WHAT TO DO -> Rewrite the rows as a numbered list, from the first line through the line that contains "299L382 362L395 364L398", with both ends included. Skip blank lines, and leave the pictures out.

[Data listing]
········

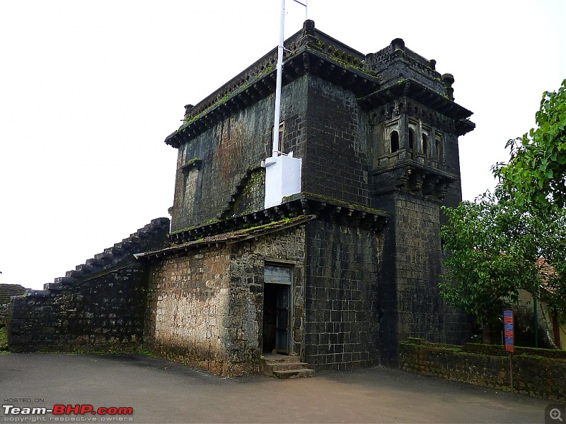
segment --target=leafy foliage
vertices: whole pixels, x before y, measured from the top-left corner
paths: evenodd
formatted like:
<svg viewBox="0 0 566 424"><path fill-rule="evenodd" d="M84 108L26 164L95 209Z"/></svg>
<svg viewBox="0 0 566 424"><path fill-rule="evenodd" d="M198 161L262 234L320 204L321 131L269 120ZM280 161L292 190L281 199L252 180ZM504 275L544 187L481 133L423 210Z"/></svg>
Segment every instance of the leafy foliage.
<svg viewBox="0 0 566 424"><path fill-rule="evenodd" d="M566 79L558 92L545 92L536 112L538 128L509 140L509 163L493 171L514 193L519 206L534 204L543 209L566 204Z"/></svg>
<svg viewBox="0 0 566 424"><path fill-rule="evenodd" d="M519 288L538 298L541 285L548 294L566 287L564 210L542 214L501 189L496 193L444 207L449 224L441 230L448 270L441 294L484 328L496 325L503 307L516 303ZM564 310L565 298L548 297L556 310Z"/></svg>

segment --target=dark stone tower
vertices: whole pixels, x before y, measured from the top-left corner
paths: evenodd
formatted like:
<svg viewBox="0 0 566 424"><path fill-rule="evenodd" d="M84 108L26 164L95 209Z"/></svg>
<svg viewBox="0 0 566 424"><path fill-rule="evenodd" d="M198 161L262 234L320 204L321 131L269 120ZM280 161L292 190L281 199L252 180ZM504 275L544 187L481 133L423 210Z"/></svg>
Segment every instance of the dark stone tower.
<svg viewBox="0 0 566 424"><path fill-rule="evenodd" d="M381 299L382 362L395 364L398 342L408 336L459 343L467 318L439 295L442 205L461 200L458 136L473 129L472 112L454 102L452 75L435 70L403 40L375 54L366 66L381 79L362 100L370 110L374 206L388 211Z"/></svg>

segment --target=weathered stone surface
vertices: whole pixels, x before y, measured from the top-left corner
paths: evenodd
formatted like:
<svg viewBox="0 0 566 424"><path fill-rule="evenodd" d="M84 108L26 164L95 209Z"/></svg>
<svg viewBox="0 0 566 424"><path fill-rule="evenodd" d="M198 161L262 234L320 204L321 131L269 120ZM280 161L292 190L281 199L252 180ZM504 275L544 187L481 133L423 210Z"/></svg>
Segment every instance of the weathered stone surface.
<svg viewBox="0 0 566 424"><path fill-rule="evenodd" d="M169 220L154 220L144 248L163 246ZM140 231L143 231L141 230ZM126 239L127 240L127 239ZM137 246L139 247L139 246ZM142 346L147 267L133 254L105 266L79 265L81 276L58 278L45 290L14 298L9 318L11 351L113 351ZM76 271L79 272L79 271Z"/></svg>
<svg viewBox="0 0 566 424"><path fill-rule="evenodd" d="M444 348L410 339L400 343L400 367L423 375L510 390L509 358L503 348L479 348L479 351L472 345ZM513 389L554 401L566 401L566 359L545 358L544 353L536 349L517 349L518 354L524 355L513 355ZM490 355L490 351L497 355Z"/></svg>

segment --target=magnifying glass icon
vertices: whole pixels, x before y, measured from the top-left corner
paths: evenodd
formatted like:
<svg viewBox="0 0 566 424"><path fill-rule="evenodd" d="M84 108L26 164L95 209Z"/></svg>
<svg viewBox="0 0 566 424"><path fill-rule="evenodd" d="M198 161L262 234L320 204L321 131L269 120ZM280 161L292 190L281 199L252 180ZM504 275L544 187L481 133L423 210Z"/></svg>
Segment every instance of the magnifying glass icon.
<svg viewBox="0 0 566 424"><path fill-rule="evenodd" d="M558 408L551 409L549 415L553 420L558 420L561 423L564 422L564 420L562 420L562 417L560 416L560 410Z"/></svg>

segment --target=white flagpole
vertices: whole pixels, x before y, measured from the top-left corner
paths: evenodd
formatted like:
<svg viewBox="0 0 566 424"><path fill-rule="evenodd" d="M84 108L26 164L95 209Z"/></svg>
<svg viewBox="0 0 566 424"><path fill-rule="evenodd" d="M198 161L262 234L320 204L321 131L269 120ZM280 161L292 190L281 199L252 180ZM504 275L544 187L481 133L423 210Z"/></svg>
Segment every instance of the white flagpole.
<svg viewBox="0 0 566 424"><path fill-rule="evenodd" d="M281 17L279 19L279 47L277 48L277 79L275 85L275 117L273 125L273 148L272 156L279 155L279 126L281 119L281 86L283 73L283 42L285 31L285 0L281 0Z"/></svg>

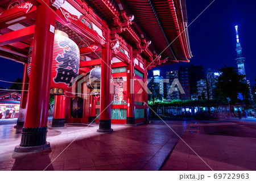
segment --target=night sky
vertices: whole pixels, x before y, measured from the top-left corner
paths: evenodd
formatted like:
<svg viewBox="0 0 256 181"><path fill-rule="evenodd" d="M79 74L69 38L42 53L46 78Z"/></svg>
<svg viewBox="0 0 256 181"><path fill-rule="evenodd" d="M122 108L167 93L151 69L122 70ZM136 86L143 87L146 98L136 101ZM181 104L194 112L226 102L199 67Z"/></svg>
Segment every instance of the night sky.
<svg viewBox="0 0 256 181"><path fill-rule="evenodd" d="M187 0L187 10L189 24L213 0ZM218 69L221 67L237 67L236 39L234 26L238 26L240 41L243 56L245 57L245 72L251 85L255 85L256 75L256 1L216 0L188 27L190 45L194 65L203 65L207 69ZM165 67L155 68L166 71L177 70L181 63ZM148 76L152 77L148 71Z"/></svg>
<svg viewBox="0 0 256 181"><path fill-rule="evenodd" d="M212 0L187 0L187 10L189 24ZM216 0L188 27L190 44L193 57L191 63L208 68L218 69L226 65L237 67L236 32L238 26L242 53L245 57L245 71L252 86L256 75L256 36L255 8L256 1ZM23 65L0 57L0 79L14 81L22 78ZM166 71L177 70L179 66L188 63L156 68L165 77ZM148 76L151 77L151 71ZM0 86L9 87L10 83L0 82Z"/></svg>

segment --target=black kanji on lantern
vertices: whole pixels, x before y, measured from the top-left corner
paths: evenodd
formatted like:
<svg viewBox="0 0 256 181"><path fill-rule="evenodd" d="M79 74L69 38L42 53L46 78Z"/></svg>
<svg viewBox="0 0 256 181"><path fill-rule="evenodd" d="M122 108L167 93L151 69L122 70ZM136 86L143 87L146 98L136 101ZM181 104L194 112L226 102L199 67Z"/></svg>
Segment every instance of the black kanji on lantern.
<svg viewBox="0 0 256 181"><path fill-rule="evenodd" d="M55 83L64 83L68 85L68 87L71 87L73 79L78 76L79 69L77 46L68 39L59 41L59 45L64 48L64 53L62 56L59 54L56 58L60 64L57 65L57 73L53 81Z"/></svg>

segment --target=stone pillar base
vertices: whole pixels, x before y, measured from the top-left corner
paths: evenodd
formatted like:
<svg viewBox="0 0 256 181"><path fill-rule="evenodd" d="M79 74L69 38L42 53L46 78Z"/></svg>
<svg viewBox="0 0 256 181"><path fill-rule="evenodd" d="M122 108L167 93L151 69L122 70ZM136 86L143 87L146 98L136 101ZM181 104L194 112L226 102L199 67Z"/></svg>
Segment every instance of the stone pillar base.
<svg viewBox="0 0 256 181"><path fill-rule="evenodd" d="M39 128L23 128L22 129L21 147L42 146L46 144L47 127Z"/></svg>
<svg viewBox="0 0 256 181"><path fill-rule="evenodd" d="M95 119L96 119L96 116L89 116L88 123L95 123Z"/></svg>
<svg viewBox="0 0 256 181"><path fill-rule="evenodd" d="M18 145L14 148L14 152L34 152L48 149L51 149L50 144L49 142L46 142L45 144L35 146L20 146L20 145Z"/></svg>
<svg viewBox="0 0 256 181"><path fill-rule="evenodd" d="M66 128L67 128L66 126L62 127L48 127L48 129L66 129Z"/></svg>
<svg viewBox="0 0 256 181"><path fill-rule="evenodd" d="M65 127L65 118L61 119L53 119L52 127Z"/></svg>
<svg viewBox="0 0 256 181"><path fill-rule="evenodd" d="M135 117L126 117L126 126L137 126L137 125L135 123Z"/></svg>
<svg viewBox="0 0 256 181"><path fill-rule="evenodd" d="M97 132L113 132L113 129L111 129L111 119L100 120L98 129Z"/></svg>
<svg viewBox="0 0 256 181"><path fill-rule="evenodd" d="M14 128L20 129L23 127L25 122L26 108L20 108L19 110L19 116L17 119L17 124L14 126Z"/></svg>

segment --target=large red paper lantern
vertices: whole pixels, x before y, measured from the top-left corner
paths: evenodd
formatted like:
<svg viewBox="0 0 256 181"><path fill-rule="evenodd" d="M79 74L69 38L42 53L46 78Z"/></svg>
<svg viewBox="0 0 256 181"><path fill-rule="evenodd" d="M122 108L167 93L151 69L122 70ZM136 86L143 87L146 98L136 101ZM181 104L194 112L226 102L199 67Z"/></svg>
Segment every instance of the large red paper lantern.
<svg viewBox="0 0 256 181"><path fill-rule="evenodd" d="M85 75L85 85L87 87L92 89L90 94L98 95L101 91L100 68L96 68L89 71Z"/></svg>
<svg viewBox="0 0 256 181"><path fill-rule="evenodd" d="M32 49L33 43L28 53L27 71L30 78ZM51 88L54 92L51 91L51 94L61 94L61 90L67 90L75 83L79 75L79 48L76 44L65 33L56 30L51 79Z"/></svg>

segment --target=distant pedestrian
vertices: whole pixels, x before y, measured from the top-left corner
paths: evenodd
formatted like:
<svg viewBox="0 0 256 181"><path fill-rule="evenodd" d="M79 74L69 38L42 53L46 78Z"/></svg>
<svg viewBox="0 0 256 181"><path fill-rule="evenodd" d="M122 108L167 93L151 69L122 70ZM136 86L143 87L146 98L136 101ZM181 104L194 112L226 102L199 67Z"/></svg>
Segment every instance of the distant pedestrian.
<svg viewBox="0 0 256 181"><path fill-rule="evenodd" d="M4 110L3 111L3 115L2 116L2 119L5 119L5 116L6 115L6 111Z"/></svg>
<svg viewBox="0 0 256 181"><path fill-rule="evenodd" d="M251 111L250 115L251 115L251 117L254 117L255 116L255 112L253 111Z"/></svg>
<svg viewBox="0 0 256 181"><path fill-rule="evenodd" d="M14 115L15 115L15 110L13 110L13 113L11 114L11 118L14 119Z"/></svg>
<svg viewBox="0 0 256 181"><path fill-rule="evenodd" d="M9 118L9 113L10 113L10 110L7 109L5 113L5 118L6 118L6 119Z"/></svg>
<svg viewBox="0 0 256 181"><path fill-rule="evenodd" d="M238 114L238 118L239 119L242 119L242 114L241 114L242 112L240 110L238 110L238 111L237 111L237 113Z"/></svg>

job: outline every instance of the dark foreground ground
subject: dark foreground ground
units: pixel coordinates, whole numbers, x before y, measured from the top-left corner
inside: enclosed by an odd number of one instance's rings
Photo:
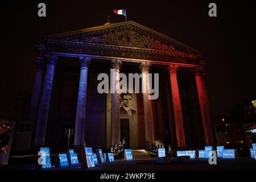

········

TASK OUTPUT ->
1. segment --target=leafy foliage
2. vertices: whole pixels, x before y, measured from the top-left corner
3. paths: evenodd
4. formatted like:
5. <svg viewBox="0 0 566 424"><path fill-rule="evenodd" d="M84 108L26 164L95 209Z"/></svg>
6. <svg viewBox="0 0 566 424"><path fill-rule="evenodd" d="M198 161L262 234L320 204L321 131L269 120ZM280 161L292 190L281 199L252 180ZM504 275L544 187L481 133L423 210Z"/></svg>
7. Segment every instance of the leafy foliage.
8. <svg viewBox="0 0 566 424"><path fill-rule="evenodd" d="M566 79L558 92L545 92L536 112L538 128L509 140L509 163L493 171L514 193L519 206L534 204L543 209L566 204Z"/></svg>
9. <svg viewBox="0 0 566 424"><path fill-rule="evenodd" d="M519 288L538 298L541 285L548 294L566 287L564 210L542 214L501 189L496 193L444 207L449 224L441 230L448 270L441 294L484 328L496 325L503 307L516 303ZM564 310L565 298L548 297L556 310Z"/></svg>
10. segment --target=dark stone tower
11. vertices: whole pixels, x before y, measured from the top-left corner
12. paths: evenodd
13. formatted like:
14. <svg viewBox="0 0 566 424"><path fill-rule="evenodd" d="M84 108L26 164L95 209Z"/></svg>
15. <svg viewBox="0 0 566 424"><path fill-rule="evenodd" d="M198 161L262 234L320 204L321 131L269 120ZM280 161L292 190L281 199L252 180ZM504 275L544 187L481 133L423 210Z"/></svg>
16. Segment every instance of the dark stone tower.
17. <svg viewBox="0 0 566 424"><path fill-rule="evenodd" d="M381 299L382 362L395 364L398 342L408 336L459 343L467 318L439 295L442 205L461 200L458 136L473 129L472 112L454 102L452 75L435 70L403 40L375 54L366 66L381 79L362 100L370 110L374 206L388 211Z"/></svg>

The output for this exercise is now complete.